Exercise directions:
The lines to copy from the listing below are those that contain the string "every".

****************

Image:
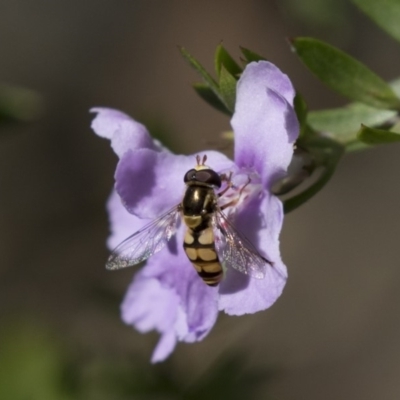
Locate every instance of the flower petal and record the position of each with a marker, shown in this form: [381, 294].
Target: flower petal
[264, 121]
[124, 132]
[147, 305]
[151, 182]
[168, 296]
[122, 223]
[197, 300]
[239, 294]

****************

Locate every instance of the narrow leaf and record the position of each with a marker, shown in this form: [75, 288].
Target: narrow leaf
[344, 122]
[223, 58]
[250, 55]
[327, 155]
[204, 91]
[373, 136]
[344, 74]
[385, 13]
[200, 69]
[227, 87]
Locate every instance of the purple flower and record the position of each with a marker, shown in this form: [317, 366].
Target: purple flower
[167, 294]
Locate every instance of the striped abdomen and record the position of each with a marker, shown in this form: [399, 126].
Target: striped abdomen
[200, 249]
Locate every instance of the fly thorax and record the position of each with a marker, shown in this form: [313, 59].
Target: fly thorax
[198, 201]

****************

Written response:
Locate every instance of the flower petal and record the position of each with a marker, shown in this form: [381, 294].
Locate every instance of the narrow leaf and record the position of each with a marker, shown in this form: [75, 288].
Locate every instance of the purple flower and record the position of each with a marker, shown in this form: [317, 366].
Locate every instance of the striped abdomen and record the position of each with a marker, shown in this form: [399, 126].
Locate every instance of the fly thorax and record the position of each with a marker, shown in this form: [313, 59].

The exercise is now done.